(Beginning of Data provided)

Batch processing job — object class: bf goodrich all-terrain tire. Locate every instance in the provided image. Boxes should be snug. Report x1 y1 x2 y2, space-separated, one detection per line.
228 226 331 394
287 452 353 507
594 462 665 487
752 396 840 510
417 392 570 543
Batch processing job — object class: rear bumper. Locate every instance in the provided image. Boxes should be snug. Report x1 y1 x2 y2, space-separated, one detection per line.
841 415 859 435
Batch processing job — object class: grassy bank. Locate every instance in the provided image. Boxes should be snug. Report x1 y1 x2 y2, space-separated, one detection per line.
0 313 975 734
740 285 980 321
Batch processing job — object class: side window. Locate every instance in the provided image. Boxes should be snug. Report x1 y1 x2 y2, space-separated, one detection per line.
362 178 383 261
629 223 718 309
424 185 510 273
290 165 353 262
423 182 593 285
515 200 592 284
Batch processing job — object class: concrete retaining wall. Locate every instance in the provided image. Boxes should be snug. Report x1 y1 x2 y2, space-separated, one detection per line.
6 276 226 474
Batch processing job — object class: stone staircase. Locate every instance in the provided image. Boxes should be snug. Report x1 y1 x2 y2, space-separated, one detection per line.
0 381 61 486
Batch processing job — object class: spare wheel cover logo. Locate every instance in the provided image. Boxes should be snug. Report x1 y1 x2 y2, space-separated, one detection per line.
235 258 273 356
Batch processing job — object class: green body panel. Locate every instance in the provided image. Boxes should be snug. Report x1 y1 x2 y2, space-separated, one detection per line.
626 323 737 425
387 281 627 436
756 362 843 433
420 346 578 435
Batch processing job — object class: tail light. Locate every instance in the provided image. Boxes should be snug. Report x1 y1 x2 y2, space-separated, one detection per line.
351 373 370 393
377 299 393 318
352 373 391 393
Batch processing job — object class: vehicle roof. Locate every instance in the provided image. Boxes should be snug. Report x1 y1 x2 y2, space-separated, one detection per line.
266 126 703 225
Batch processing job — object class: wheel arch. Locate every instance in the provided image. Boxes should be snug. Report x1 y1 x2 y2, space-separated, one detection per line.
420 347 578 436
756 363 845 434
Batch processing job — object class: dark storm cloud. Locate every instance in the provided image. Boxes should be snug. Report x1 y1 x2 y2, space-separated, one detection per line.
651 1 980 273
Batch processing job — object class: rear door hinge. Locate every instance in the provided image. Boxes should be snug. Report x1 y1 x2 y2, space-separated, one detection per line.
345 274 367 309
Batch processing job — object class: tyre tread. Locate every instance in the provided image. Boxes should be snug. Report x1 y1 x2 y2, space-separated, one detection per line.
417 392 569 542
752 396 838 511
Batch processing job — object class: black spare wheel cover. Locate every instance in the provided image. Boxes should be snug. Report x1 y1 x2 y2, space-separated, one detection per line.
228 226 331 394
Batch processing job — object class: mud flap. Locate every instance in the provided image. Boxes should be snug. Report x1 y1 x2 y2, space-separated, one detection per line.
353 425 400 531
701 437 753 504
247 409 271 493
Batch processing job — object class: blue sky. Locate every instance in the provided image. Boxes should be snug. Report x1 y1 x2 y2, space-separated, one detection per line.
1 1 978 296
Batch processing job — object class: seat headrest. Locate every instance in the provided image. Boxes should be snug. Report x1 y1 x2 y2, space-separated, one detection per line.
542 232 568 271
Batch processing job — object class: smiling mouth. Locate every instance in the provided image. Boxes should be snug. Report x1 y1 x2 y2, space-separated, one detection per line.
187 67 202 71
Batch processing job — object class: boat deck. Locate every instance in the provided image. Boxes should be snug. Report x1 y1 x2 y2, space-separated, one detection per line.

(End of Data provided)

◆ Brief
Transcribe every line of the records exactly, please.

◆ Response box
Batch processing job — object class: bf goodrich all-terrain tire. Locate every instance in the provided image. Boxes should be snug. Report x1 y1 x2 y2, space-separated, one detection per line.
228 226 331 394
287 452 353 507
594 462 665 487
752 396 840 510
417 392 570 543
Batch processing job — object class: rear bumper. Locate every instance in the provided image. Boxes should be snug. Report x1 y1 x2 y2, space-separated, one detection per line.
841 415 859 435
Batch processing job — object class: grassy bank. Locate every instance in the provided image. Boxes should be snug. Report x1 y1 x2 y2, space-separated, one detection per line.
0 313 975 734
740 285 980 321
Batch processing job — object class: side window. Locate every instance in the provided image. Boxes should be snug. Report x1 y1 x2 y2, space-separated, one detection per line.
362 178 383 261
629 223 718 309
424 185 510 273
290 165 353 262
423 182 593 285
515 200 592 284
Batch processing job — object class: concrete retaining wall. Locate every instance in the provided image. Boxes should be snug. Report x1 y1 x2 y2, space-separated, one detection per line.
6 276 226 474
Batch processing job — object class: stone staircase. Locate every instance in the provided image. Boxes should be snug. Report x1 y1 x2 y2, space-separated, one detection per line.
0 381 61 486
Batch processing job — object class: spare wheel cover logo. Locate every instance in the provided image. Boxes should be snug. Report x1 y1 x2 y2, space-separated, one detection per line.
235 258 273 356
Batch processing job — object class: green body panel. Locate every instance in the provided image. Boxes should be snug. Report x1 y1 x2 y2, space-separated, one detection per line.
626 323 737 425
387 281 627 436
756 362 843 433
420 346 578 435
Batch processing job — object class: tail light. Locate every instance in the provided image. Boxes should be snug. Report x1 y1 x2 y2, space-separated, one detection per line.
351 373 370 393
377 299 393 318
352 373 391 393
Batch processing job — object class: vehicle roof. Locate every instance in the provided image. Boxes should be snug. Report x1 y1 x2 y2, space-separated, one detection per line.
266 126 703 225
Batch processing job — object class: wheel arch. Locate every instance in the provided image. Boxes should be snug. Report x1 y1 x2 y2, space-separated, one detection per line.
420 347 578 436
756 363 845 434
Batch processing job — object class: dark storm cloud. Locate every instance in the provided image. Boxes should be snug. Report x1 y1 x2 y2, space-separated, one detection per line.
651 1 980 273
Batch processing job — object class: rear door hinge. Locate every instance in the provided image. Boxes should be snug. Report x1 y1 x2 y2, space-separated, one detection per line.
345 274 367 309
Batch processing job — object class: tyre tread. Locate every instance in the provided image. Boxes should be snug. Report x1 y1 x2 y2, space-separated, one detection per line.
417 392 569 542
752 396 838 511
Batch processing job — object class: black spare wheel cover. Locate every instance in the provided image. Boxes should be snug. Report x1 y1 x2 y2, space-separated, one detection per line.
228 226 331 394
Batch processing job — object class: mud flap. Locate every instance in the provided image. Boxes should be snug. Report x1 y1 x2 y2, space-separated, one detection per line.
353 425 400 531
701 437 753 504
247 409 271 493
Batch processing job — object class: blue sky. Locate every instance in the provided image. Boxes should be snug. Report x1 y1 x2 y2, space-separated, one detection per line.
1 1 978 296
Batch processing job — object class: seat headrest. Locate every instance in the provided image. Boxes should be snug. Report x1 y1 x2 y2, space-separated, one detection per line.
542 232 568 271
Batch processing job — object class: smiling mouth. Locate every instance in the provided image. Boxes should be snug. Report x1 y1 x2 y2, space-separated, one detection per line.
187 67 202 71
Batch processing job — object class: boat deck. Locate every instance in the provided image. Boxes should be snug. Report x1 y1 x2 y2, space-separated, one detection per line.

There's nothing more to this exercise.